* **ACTIVITY**
Having found the line that holds "Might I trouble you for the coordinates of the tree", give that line and all lines after it again, word for word, through the end of the data below.

——————

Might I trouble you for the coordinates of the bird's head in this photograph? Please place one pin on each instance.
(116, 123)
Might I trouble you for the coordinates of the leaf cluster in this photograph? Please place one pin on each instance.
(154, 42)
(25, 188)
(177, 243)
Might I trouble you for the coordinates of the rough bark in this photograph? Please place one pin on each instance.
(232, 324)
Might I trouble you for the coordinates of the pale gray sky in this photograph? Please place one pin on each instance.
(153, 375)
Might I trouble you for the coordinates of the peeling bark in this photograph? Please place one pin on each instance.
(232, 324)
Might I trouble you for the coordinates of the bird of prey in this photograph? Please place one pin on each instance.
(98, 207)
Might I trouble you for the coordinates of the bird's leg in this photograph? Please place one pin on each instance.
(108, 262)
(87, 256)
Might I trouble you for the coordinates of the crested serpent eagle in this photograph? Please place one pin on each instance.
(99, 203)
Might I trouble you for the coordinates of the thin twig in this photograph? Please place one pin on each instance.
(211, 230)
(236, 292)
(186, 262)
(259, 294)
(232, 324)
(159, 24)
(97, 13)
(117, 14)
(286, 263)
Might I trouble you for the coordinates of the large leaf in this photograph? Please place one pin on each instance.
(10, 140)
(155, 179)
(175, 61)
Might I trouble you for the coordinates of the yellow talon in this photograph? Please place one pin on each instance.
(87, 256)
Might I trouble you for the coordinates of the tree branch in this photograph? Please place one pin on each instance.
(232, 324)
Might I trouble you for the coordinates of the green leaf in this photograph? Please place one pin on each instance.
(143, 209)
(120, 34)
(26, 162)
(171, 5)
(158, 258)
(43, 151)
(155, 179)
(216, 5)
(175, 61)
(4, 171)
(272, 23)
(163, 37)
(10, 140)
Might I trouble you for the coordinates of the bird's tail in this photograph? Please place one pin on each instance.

——————

* **THE ANSWER**
Might I trouble you for the coordinates of the tree branch in this photograph? Please place one pin on each instance.
(232, 324)
Might I trouble you for the coordinates of the green leaf in this photograph? Please place one pin on each instance.
(143, 209)
(120, 34)
(26, 162)
(171, 5)
(158, 258)
(43, 151)
(155, 179)
(216, 5)
(175, 61)
(4, 171)
(272, 23)
(163, 37)
(10, 140)
Might I trouble you for the coordinates of the bird's tail in this photograph? Please place one pin on each instance.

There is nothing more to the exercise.